WHAT YOU HAVE TO DO:
Swap "wooden porch post" for "wooden fence post" in the items starting at the line that contains "Would you kindly pick out the green lawn" and ending with the last item, and return only those lines with everything else unchanged and the pictures left out.
⁂
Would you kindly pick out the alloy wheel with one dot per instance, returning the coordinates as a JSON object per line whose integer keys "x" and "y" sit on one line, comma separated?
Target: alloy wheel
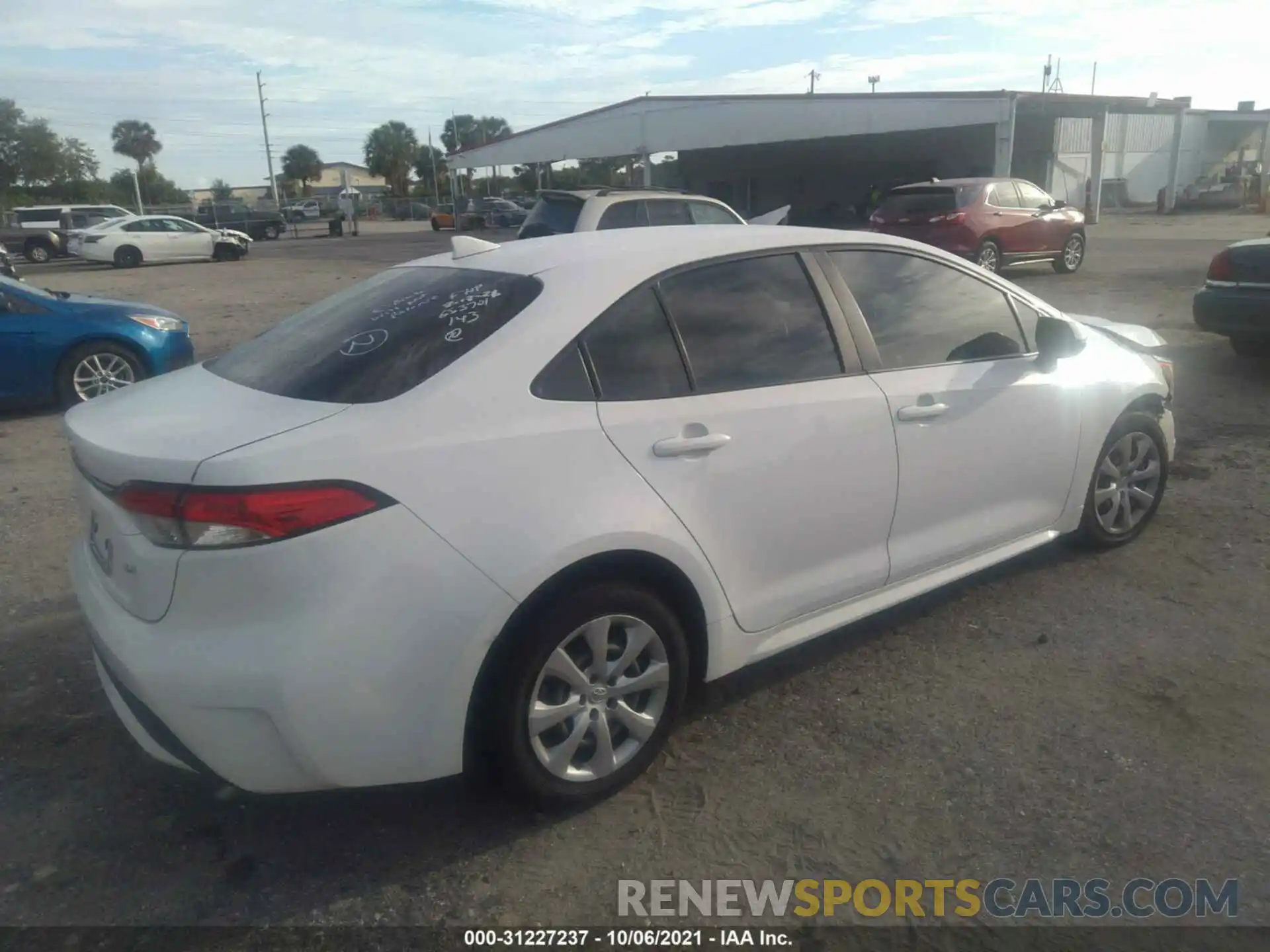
{"x": 1127, "y": 484}
{"x": 1074, "y": 252}
{"x": 101, "y": 374}
{"x": 599, "y": 698}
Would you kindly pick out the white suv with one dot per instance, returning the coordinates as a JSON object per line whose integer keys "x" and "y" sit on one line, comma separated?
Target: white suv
{"x": 559, "y": 212}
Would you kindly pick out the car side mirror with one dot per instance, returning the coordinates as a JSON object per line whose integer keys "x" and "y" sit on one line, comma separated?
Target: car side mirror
{"x": 1056, "y": 339}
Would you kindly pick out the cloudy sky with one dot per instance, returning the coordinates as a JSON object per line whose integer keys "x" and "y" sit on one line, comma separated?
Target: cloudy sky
{"x": 337, "y": 67}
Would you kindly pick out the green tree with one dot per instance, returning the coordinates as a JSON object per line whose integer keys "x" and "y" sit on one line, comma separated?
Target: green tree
{"x": 302, "y": 164}
{"x": 136, "y": 140}
{"x": 11, "y": 128}
{"x": 425, "y": 163}
{"x": 473, "y": 131}
{"x": 40, "y": 154}
{"x": 78, "y": 163}
{"x": 390, "y": 151}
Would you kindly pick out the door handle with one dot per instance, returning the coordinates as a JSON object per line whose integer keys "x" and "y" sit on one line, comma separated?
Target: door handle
{"x": 921, "y": 412}
{"x": 683, "y": 446}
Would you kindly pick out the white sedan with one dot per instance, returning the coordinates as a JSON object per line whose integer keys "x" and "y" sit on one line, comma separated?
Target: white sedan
{"x": 502, "y": 506}
{"x": 138, "y": 239}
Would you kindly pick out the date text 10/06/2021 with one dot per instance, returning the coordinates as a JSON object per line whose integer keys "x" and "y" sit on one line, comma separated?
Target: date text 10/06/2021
{"x": 626, "y": 938}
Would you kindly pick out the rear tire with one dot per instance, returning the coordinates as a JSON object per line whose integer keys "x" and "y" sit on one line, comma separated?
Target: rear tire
{"x": 38, "y": 252}
{"x": 527, "y": 678}
{"x": 127, "y": 257}
{"x": 988, "y": 257}
{"x": 1256, "y": 349}
{"x": 1072, "y": 255}
{"x": 1132, "y": 465}
{"x": 97, "y": 365}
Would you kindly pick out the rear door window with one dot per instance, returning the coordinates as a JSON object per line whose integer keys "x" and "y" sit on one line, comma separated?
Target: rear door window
{"x": 667, "y": 212}
{"x": 40, "y": 216}
{"x": 381, "y": 338}
{"x": 921, "y": 201}
{"x": 633, "y": 350}
{"x": 1032, "y": 197}
{"x": 751, "y": 323}
{"x": 622, "y": 215}
{"x": 1003, "y": 194}
{"x": 553, "y": 215}
{"x": 710, "y": 214}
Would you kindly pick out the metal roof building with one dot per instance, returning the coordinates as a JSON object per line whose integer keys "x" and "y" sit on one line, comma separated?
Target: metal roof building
{"x": 760, "y": 151}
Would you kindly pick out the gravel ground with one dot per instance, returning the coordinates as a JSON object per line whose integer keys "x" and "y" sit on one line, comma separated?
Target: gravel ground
{"x": 1064, "y": 715}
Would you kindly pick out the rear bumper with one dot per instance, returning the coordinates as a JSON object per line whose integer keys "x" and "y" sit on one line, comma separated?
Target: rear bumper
{"x": 1234, "y": 313}
{"x": 345, "y": 662}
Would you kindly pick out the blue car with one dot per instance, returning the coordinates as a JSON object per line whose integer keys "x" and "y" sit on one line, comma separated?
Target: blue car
{"x": 56, "y": 346}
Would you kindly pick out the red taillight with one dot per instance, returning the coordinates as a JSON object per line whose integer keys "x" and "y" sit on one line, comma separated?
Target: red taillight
{"x": 190, "y": 517}
{"x": 1221, "y": 268}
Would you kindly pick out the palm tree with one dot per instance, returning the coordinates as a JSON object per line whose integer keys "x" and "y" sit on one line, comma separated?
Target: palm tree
{"x": 136, "y": 140}
{"x": 390, "y": 150}
{"x": 302, "y": 164}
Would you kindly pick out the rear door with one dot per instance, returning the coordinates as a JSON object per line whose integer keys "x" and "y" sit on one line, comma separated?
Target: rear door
{"x": 1006, "y": 219}
{"x": 987, "y": 442}
{"x": 734, "y": 405}
{"x": 1046, "y": 227}
{"x": 190, "y": 240}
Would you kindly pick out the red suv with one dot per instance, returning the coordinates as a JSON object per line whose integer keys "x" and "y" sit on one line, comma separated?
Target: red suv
{"x": 995, "y": 222}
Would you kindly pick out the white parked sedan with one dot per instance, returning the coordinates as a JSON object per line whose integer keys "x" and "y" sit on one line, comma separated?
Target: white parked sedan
{"x": 138, "y": 239}
{"x": 502, "y": 506}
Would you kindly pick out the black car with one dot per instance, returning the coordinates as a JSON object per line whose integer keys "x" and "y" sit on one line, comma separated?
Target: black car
{"x": 1235, "y": 300}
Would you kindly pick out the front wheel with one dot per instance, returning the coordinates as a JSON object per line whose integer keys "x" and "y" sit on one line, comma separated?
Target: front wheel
{"x": 38, "y": 252}
{"x": 1072, "y": 257}
{"x": 95, "y": 368}
{"x": 988, "y": 257}
{"x": 588, "y": 696}
{"x": 127, "y": 257}
{"x": 1128, "y": 483}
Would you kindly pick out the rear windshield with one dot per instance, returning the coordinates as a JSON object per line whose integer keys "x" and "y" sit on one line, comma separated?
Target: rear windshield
{"x": 553, "y": 215}
{"x": 922, "y": 201}
{"x": 381, "y": 338}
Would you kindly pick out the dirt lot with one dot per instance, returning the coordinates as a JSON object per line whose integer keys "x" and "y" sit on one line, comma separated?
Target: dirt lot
{"x": 1061, "y": 716}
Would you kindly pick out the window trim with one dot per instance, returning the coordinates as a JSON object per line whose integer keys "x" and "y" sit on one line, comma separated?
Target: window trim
{"x": 870, "y": 356}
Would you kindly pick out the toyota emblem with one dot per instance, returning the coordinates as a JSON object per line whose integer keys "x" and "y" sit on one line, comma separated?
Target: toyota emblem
{"x": 364, "y": 343}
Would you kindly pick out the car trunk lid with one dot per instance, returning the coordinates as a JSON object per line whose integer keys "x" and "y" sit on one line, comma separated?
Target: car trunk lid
{"x": 159, "y": 432}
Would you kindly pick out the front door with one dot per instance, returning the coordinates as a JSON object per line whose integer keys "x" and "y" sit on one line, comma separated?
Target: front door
{"x": 781, "y": 466}
{"x": 987, "y": 444}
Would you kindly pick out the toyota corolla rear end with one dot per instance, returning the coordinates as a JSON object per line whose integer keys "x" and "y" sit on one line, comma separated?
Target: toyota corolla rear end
{"x": 931, "y": 214}
{"x": 284, "y": 634}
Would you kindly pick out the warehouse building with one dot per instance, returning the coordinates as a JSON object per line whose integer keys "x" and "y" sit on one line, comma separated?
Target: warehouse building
{"x": 821, "y": 154}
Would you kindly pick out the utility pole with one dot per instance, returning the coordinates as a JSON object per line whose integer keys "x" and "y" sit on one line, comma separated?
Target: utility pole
{"x": 269, "y": 155}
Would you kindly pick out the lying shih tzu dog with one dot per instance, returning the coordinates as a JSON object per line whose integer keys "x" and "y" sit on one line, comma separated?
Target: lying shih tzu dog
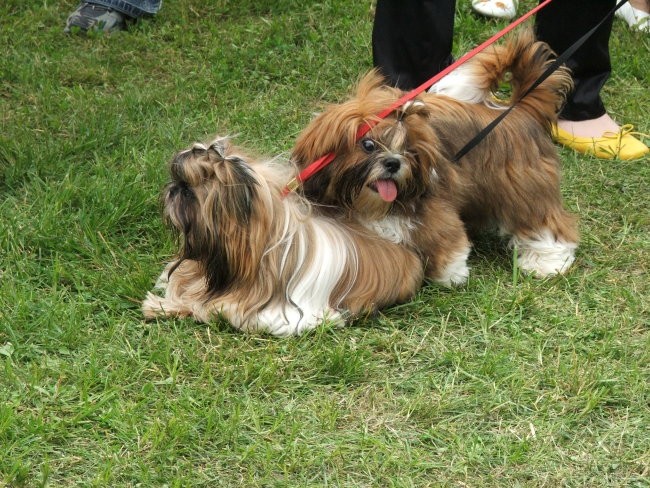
{"x": 400, "y": 180}
{"x": 266, "y": 262}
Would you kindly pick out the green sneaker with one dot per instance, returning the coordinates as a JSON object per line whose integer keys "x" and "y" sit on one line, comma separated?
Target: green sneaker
{"x": 91, "y": 17}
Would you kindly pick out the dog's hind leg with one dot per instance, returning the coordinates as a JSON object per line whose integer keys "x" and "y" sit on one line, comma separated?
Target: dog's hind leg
{"x": 548, "y": 249}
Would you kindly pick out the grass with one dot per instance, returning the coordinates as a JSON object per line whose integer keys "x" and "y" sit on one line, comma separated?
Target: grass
{"x": 508, "y": 381}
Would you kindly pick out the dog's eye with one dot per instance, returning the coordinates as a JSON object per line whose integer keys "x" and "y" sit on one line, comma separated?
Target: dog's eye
{"x": 368, "y": 145}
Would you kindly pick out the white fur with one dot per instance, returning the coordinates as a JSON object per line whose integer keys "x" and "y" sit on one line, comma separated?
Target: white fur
{"x": 457, "y": 271}
{"x": 307, "y": 298}
{"x": 462, "y": 84}
{"x": 544, "y": 255}
{"x": 392, "y": 228}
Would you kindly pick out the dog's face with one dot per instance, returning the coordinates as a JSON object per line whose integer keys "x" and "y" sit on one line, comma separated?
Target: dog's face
{"x": 388, "y": 169}
{"x": 211, "y": 201}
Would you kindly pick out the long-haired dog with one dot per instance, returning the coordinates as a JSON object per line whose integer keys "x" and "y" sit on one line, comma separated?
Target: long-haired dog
{"x": 265, "y": 262}
{"x": 399, "y": 180}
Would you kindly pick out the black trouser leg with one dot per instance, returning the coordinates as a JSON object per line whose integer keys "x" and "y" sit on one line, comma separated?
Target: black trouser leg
{"x": 412, "y": 39}
{"x": 560, "y": 24}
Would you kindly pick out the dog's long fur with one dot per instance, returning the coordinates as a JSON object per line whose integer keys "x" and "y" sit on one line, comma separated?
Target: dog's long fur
{"x": 400, "y": 181}
{"x": 264, "y": 262}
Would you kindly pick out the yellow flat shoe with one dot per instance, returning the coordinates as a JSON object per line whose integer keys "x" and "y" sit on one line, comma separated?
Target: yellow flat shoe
{"x": 611, "y": 145}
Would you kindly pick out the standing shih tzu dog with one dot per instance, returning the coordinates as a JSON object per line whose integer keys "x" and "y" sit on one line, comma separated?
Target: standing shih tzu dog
{"x": 266, "y": 262}
{"x": 400, "y": 180}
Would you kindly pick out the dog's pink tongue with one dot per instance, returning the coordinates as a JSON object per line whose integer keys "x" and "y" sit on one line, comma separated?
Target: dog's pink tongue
{"x": 387, "y": 190}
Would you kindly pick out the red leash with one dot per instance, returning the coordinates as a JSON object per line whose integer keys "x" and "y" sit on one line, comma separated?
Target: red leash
{"x": 323, "y": 161}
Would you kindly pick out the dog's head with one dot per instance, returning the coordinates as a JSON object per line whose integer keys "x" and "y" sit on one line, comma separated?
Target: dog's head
{"x": 212, "y": 200}
{"x": 388, "y": 169}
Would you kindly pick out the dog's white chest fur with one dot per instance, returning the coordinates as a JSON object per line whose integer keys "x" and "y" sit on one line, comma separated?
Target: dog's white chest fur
{"x": 392, "y": 228}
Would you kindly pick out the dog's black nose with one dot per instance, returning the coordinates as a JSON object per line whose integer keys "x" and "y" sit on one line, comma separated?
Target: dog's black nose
{"x": 392, "y": 165}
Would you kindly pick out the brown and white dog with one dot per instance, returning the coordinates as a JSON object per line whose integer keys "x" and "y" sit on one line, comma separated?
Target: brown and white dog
{"x": 266, "y": 262}
{"x": 399, "y": 179}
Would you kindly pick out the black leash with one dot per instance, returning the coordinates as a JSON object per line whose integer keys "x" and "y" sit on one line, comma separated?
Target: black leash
{"x": 555, "y": 65}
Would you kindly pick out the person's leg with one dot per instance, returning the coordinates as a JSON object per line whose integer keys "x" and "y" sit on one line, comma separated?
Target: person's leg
{"x": 584, "y": 122}
{"x": 412, "y": 39}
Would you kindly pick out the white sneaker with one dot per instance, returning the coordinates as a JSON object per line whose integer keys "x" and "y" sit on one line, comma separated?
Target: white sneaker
{"x": 635, "y": 18}
{"x": 501, "y": 9}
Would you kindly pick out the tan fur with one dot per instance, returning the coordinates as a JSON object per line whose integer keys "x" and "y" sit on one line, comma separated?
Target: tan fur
{"x": 511, "y": 180}
{"x": 265, "y": 262}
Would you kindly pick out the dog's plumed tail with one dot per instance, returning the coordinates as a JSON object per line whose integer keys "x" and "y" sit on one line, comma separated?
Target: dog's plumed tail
{"x": 519, "y": 64}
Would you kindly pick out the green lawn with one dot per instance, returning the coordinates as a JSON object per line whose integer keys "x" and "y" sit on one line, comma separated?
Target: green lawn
{"x": 508, "y": 381}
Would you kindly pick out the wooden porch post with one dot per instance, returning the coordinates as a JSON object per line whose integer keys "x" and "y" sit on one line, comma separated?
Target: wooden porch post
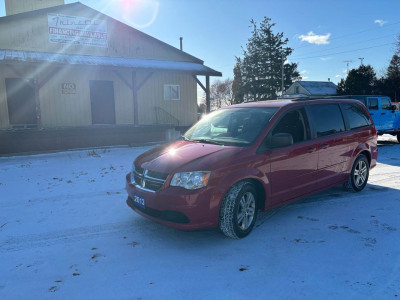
{"x": 135, "y": 102}
{"x": 208, "y": 93}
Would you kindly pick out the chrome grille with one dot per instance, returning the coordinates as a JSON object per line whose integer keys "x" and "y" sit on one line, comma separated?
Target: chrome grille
{"x": 149, "y": 180}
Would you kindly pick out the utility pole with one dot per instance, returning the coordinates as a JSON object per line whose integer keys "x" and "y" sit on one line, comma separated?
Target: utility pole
⁂
PROBLEM SOLUTION:
Would you kindly pick out the green lawn with one dot per instance, returning the coordinates as a JSON object per line whose integer keys "x" and "y" sit on one line, comma separated?
Target: green lawn
{"x": 508, "y": 381}
Would you kindly pick out the wooden fence post with one dot per instance, returning the coordinates as a JSON object per line whose integer keys "x" and "y" sit on one line, comma separated?
Target: wooden fence post
{"x": 135, "y": 102}
{"x": 208, "y": 93}
Would you kindly pick out the chrome grille with one dot per instance, returning the coordinates as a JSON object per line whose integer keys "x" and "y" sit on one line, comma separated?
Target: chrome grille
{"x": 149, "y": 180}
Would you kindly pick out the utility pole with one dot per instance, returning the coordinates as a JSON object per line whose integer keys "x" and "y" sit on one line, comma separated?
Target: utility pole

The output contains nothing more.